◆ Job:
Retype the lines of the entries below word for word, starting at the line that contains "Highlight crumpled paper." and ending at the line that contains "[790,529,834,568]", with both of those lines included.
--- START OF The records ---
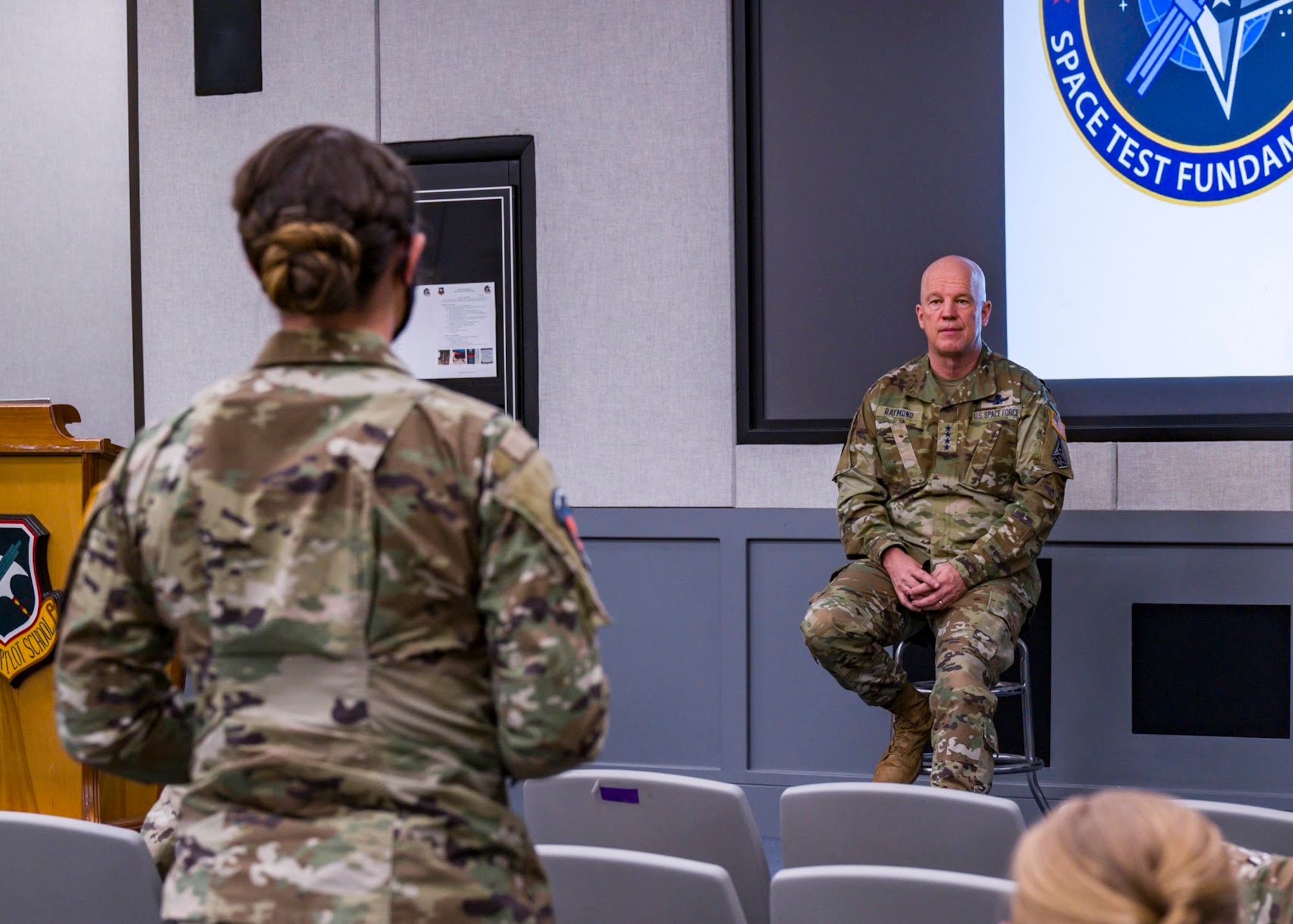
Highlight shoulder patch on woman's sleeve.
[498,423,539,462]
[498,447,609,628]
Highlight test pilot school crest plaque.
[1041,0,1293,206]
[0,514,58,686]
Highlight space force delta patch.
[0,514,58,686]
[1041,0,1293,204]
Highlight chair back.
[522,770,769,924]
[0,811,162,924]
[771,866,1015,924]
[1181,799,1293,857]
[781,783,1024,876]
[537,844,746,924]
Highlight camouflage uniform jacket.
[835,347,1073,588]
[57,332,608,924]
[1230,845,1293,924]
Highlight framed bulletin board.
[389,134,539,437]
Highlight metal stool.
[893,628,1050,815]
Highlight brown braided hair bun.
[260,221,361,314]
[233,125,415,317]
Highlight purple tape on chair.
[597,786,637,805]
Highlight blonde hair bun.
[1011,790,1239,924]
[256,221,361,314]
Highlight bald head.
[915,256,992,370]
[921,253,988,308]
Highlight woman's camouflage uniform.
[57,332,608,924]
[800,347,1073,792]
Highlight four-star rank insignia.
[0,514,58,686]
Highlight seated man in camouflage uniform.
[800,256,1073,792]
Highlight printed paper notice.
[393,282,498,379]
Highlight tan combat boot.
[873,683,934,783]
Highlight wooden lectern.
[0,401,158,828]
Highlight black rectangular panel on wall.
[193,0,264,96]
[1131,603,1290,738]
[733,0,1006,442]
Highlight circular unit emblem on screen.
[1041,0,1293,206]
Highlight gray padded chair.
[522,770,769,924]
[537,844,746,924]
[1181,799,1293,857]
[771,866,1015,924]
[781,783,1024,876]
[0,811,162,924]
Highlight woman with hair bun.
[1011,790,1293,924]
[57,125,608,924]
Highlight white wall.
[0,0,134,442]
[140,0,376,422]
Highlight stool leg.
[1015,639,1050,815]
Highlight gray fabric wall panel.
[1118,442,1293,510]
[381,0,736,506]
[587,540,723,770]
[0,0,134,442]
[736,445,840,510]
[1064,442,1118,510]
[140,0,376,420]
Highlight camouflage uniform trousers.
[799,559,1036,793]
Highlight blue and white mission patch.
[1041,0,1293,204]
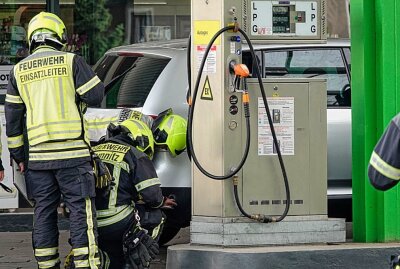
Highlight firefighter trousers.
[25,162,100,269]
[98,213,136,269]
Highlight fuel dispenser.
[188,0,345,246]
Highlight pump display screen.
[247,0,326,40]
[272,6,290,33]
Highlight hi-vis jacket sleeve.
[73,55,104,106]
[368,114,400,191]
[4,70,26,163]
[0,126,4,171]
[133,154,164,208]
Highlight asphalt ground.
[0,228,189,269]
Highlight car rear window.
[245,48,351,107]
[95,55,170,108]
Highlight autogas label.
[193,21,221,45]
[196,45,217,74]
[250,1,318,36]
[258,97,294,155]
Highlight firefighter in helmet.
[5,12,104,269]
[93,119,176,269]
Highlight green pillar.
[351,0,400,242]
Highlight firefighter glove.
[123,228,159,269]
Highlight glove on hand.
[141,231,160,260]
[123,227,159,269]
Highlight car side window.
[263,48,351,107]
[95,55,170,108]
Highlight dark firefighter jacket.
[368,114,400,191]
[93,134,164,227]
[5,47,104,169]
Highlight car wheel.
[158,226,181,246]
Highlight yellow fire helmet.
[120,119,154,159]
[152,114,187,157]
[27,12,67,52]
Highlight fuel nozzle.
[229,61,250,91]
[233,64,250,78]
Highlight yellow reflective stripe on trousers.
[76,76,101,95]
[96,205,129,219]
[102,159,131,173]
[97,206,134,227]
[72,246,97,256]
[135,177,161,192]
[6,94,24,104]
[108,165,121,208]
[35,247,58,257]
[151,218,165,239]
[74,258,101,268]
[7,135,24,149]
[29,149,90,161]
[85,197,98,269]
[38,258,60,269]
[369,151,400,180]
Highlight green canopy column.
[351,0,400,242]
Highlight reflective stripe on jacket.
[368,114,400,191]
[5,46,104,165]
[93,136,164,227]
[14,51,85,146]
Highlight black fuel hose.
[188,26,290,222]
[187,26,250,180]
[186,35,192,160]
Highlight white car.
[88,40,351,243]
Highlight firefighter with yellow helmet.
[93,119,176,269]
[5,12,104,269]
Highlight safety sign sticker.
[258,97,294,155]
[0,65,13,94]
[196,45,217,74]
[200,76,213,101]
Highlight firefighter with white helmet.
[5,12,104,269]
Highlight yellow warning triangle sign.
[200,76,213,101]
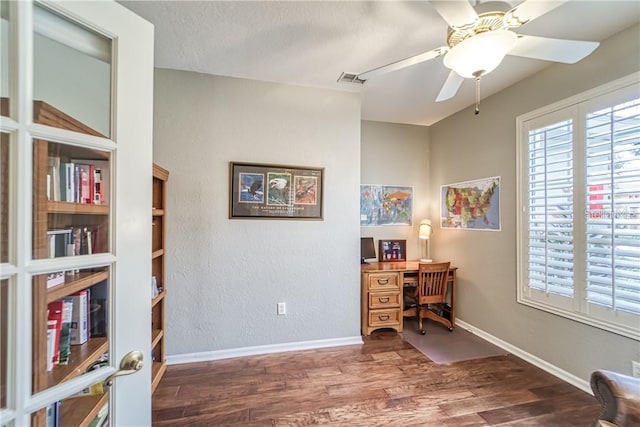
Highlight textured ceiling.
[120,0,640,125]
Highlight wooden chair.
[402,262,453,335]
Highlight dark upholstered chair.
[591,370,640,427]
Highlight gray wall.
[430,26,640,379]
[154,70,360,355]
[360,121,429,259]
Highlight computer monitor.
[360,237,376,264]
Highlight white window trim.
[516,72,640,340]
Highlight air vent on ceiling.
[338,73,366,85]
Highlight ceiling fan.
[352,0,599,114]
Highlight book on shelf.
[45,401,61,427]
[47,271,66,289]
[47,320,58,371]
[47,300,64,368]
[71,159,110,205]
[71,289,89,345]
[60,163,76,203]
[58,297,73,365]
[47,228,73,258]
[47,156,61,201]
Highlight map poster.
[360,185,413,226]
[440,176,500,230]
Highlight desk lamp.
[418,219,433,262]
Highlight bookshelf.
[151,164,169,392]
[32,101,110,426]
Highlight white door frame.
[0,0,153,426]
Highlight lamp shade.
[444,30,518,78]
[418,219,433,240]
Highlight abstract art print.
[229,162,324,220]
[440,176,500,230]
[360,184,413,226]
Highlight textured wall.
[360,121,435,259]
[154,70,360,355]
[430,26,640,379]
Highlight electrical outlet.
[278,302,287,316]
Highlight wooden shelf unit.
[151,164,169,392]
[32,101,110,427]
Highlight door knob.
[105,350,144,387]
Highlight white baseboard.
[456,319,593,395]
[167,335,363,365]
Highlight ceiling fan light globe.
[444,30,518,78]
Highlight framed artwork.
[378,240,407,261]
[440,176,500,231]
[229,162,324,220]
[360,184,413,227]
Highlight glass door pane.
[0,0,11,116]
[33,4,112,137]
[0,280,9,409]
[0,132,10,263]
[31,3,115,426]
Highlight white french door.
[0,0,153,426]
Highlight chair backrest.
[418,262,451,304]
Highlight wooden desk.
[360,261,458,336]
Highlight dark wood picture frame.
[378,240,407,262]
[229,162,324,220]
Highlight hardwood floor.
[153,332,600,427]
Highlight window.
[517,74,640,339]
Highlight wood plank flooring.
[153,332,600,427]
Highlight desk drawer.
[369,309,400,327]
[367,273,400,291]
[369,292,400,310]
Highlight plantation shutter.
[527,120,574,297]
[585,99,640,314]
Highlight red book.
[47,300,64,367]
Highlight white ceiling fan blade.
[436,70,464,102]
[430,0,478,27]
[504,0,568,27]
[358,47,449,80]
[509,35,600,64]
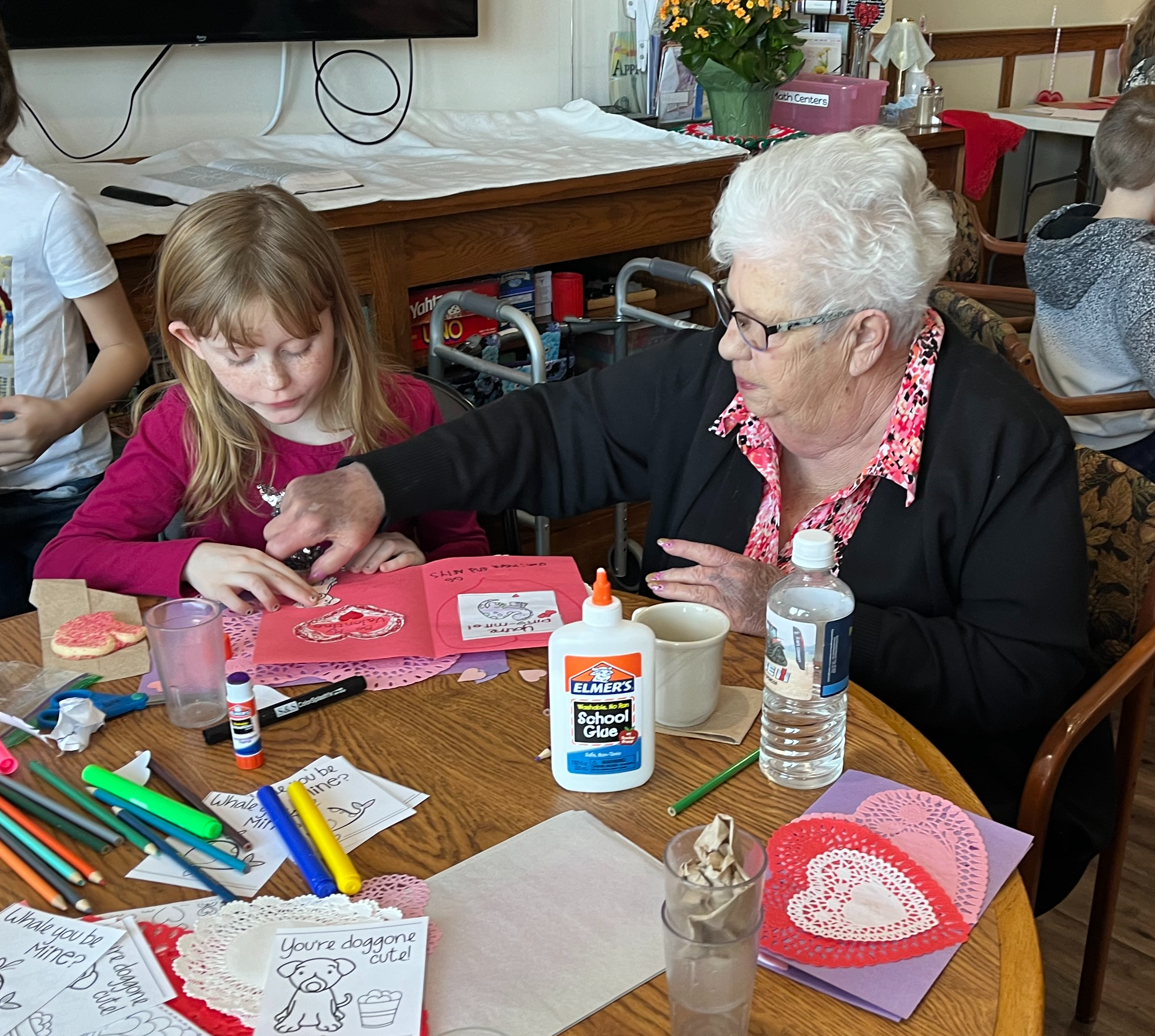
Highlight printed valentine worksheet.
[253,555,587,664]
[0,903,127,1029]
[253,917,428,1036]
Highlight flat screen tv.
[0,0,477,47]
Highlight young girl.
[0,18,149,619]
[36,187,489,613]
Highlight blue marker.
[257,784,337,898]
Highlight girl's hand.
[180,543,320,615]
[345,533,425,572]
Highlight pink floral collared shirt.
[710,309,945,570]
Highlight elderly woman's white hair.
[710,126,956,344]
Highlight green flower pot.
[698,61,782,138]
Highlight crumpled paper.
[666,813,761,943]
[47,698,105,752]
[871,19,934,72]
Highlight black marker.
[201,677,365,745]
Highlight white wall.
[13,0,618,162]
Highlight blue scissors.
[36,689,150,730]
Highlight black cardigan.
[361,314,1111,905]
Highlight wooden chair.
[1017,447,1155,1022]
[930,282,1155,417]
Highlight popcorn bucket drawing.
[357,990,401,1029]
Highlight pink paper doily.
[223,611,461,691]
[349,874,441,953]
[855,788,989,925]
[761,813,970,968]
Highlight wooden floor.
[1038,693,1155,1036]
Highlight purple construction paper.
[443,651,509,684]
[759,770,1032,1021]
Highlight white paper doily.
[172,895,402,1026]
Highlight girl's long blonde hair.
[135,186,409,523]
[1123,0,1155,72]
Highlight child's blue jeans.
[0,475,104,619]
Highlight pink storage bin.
[770,72,887,133]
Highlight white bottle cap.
[790,529,834,568]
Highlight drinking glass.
[664,827,766,943]
[144,597,227,730]
[662,903,762,1036]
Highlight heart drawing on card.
[762,814,970,968]
[850,0,886,29]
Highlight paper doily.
[761,813,970,968]
[223,611,461,691]
[855,788,990,925]
[173,895,402,1026]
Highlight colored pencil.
[0,798,104,885]
[93,788,249,874]
[288,781,361,896]
[0,828,93,913]
[119,812,237,903]
[13,759,125,846]
[0,813,84,885]
[0,785,112,856]
[148,757,253,852]
[665,749,758,816]
[0,827,68,910]
[28,759,157,856]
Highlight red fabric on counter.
[943,108,1027,201]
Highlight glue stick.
[225,672,264,770]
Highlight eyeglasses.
[714,281,859,352]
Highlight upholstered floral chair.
[1017,446,1155,1022]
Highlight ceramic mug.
[631,600,730,727]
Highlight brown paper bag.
[28,579,150,680]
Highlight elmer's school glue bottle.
[550,568,655,791]
[225,672,264,770]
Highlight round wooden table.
[0,598,1043,1036]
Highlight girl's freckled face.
[180,309,333,425]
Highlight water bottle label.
[766,611,851,701]
[565,654,642,774]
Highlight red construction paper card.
[253,555,587,664]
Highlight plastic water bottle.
[758,529,855,789]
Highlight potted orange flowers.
[660,0,803,138]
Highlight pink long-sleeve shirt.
[36,374,490,597]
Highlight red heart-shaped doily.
[761,815,970,968]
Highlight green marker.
[80,766,222,841]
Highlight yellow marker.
[289,781,361,896]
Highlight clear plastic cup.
[144,597,227,730]
[662,903,762,1036]
[663,827,766,943]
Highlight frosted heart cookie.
[52,611,144,658]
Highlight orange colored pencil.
[0,846,68,910]
[0,797,104,885]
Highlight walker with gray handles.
[428,259,715,582]
[430,291,550,554]
[565,259,716,594]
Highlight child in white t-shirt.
[0,28,149,618]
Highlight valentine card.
[253,555,587,664]
[759,770,1031,1021]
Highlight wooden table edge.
[851,686,1045,1036]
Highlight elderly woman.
[267,127,1110,906]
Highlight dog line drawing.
[273,956,357,1032]
[327,798,376,831]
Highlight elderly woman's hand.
[646,539,783,636]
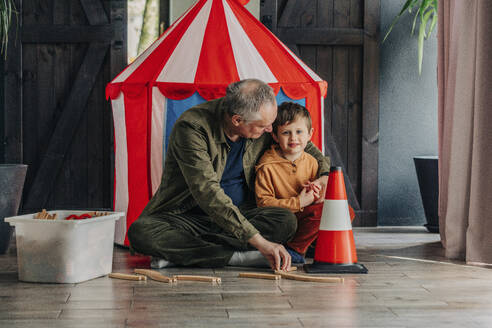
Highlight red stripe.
[195,0,239,84]
[325,170,347,200]
[125,0,207,83]
[226,0,323,149]
[314,230,357,264]
[125,92,150,245]
[306,90,323,150]
[226,0,316,85]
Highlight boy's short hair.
[272,101,313,134]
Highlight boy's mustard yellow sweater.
[255,145,318,213]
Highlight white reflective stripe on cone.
[319,199,352,231]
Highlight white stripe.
[156,1,212,83]
[150,87,166,195]
[277,39,323,81]
[222,0,278,83]
[111,2,198,83]
[321,96,325,154]
[111,93,129,245]
[319,199,352,231]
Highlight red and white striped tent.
[106,0,326,245]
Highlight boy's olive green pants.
[128,205,297,267]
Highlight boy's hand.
[302,181,321,202]
[299,187,319,208]
[311,175,328,204]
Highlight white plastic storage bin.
[5,211,124,283]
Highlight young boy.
[255,102,323,263]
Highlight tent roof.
[106,0,326,99]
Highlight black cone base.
[304,261,367,273]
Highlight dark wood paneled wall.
[3,0,127,212]
[260,0,380,226]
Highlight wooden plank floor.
--- END OF The records ---
◆ Output below:
Highlight crumpled paper.
[666,813,761,943]
[47,698,105,752]
[871,19,934,72]
Highlight black marker.
[201,677,365,745]
Highlight white wall.
[13,0,618,162]
Highlight blue scissors.
[36,689,150,730]
Highlight black cardigan.
[361,314,1111,905]
Highlight wooden chair.
[1017,447,1155,1022]
[930,282,1155,417]
Highlight popcorn bucket drawing.
[357,990,401,1029]
Highlight pink paper doily.
[223,611,461,691]
[349,874,441,953]
[855,788,989,925]
[761,813,970,968]
Highlight wooden floor.
[1038,693,1155,1036]
Highlight purple construction paper.
[443,651,509,684]
[759,770,1032,1021]
Highlight white paper doily.
[172,895,402,1026]
Highlight girl's long blonde hair.
[135,186,409,523]
[1123,0,1155,72]
Highlight child's blue jeans.
[0,475,104,619]
Highlight pink storage bin.
[770,72,887,133]
Highlight white bottle cap.
[790,529,834,568]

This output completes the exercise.